Task description – In each of the records, change "flower" to "blossom" and keep all other text the same. Reproduce only the text, not the pictures.
-------- Dataset records
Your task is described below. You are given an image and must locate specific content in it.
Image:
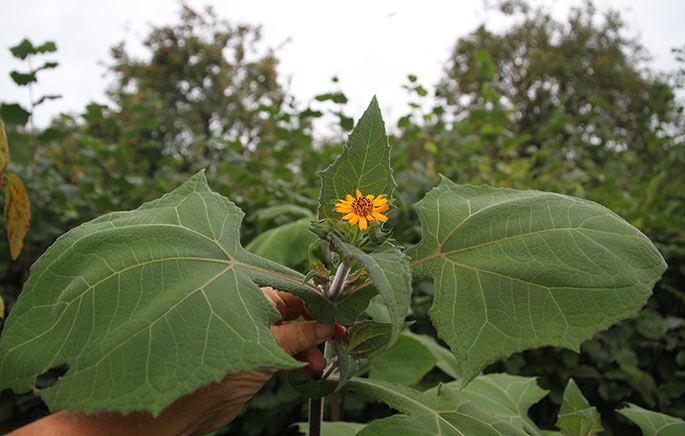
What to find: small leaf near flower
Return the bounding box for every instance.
[335,189,388,230]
----------------
Correct answer –
Your task is described below. You are given an image and must locate specific content in it.
Image:
What to find: small leaf near blossom
Return the bounding box for every instance.
[335,189,388,230]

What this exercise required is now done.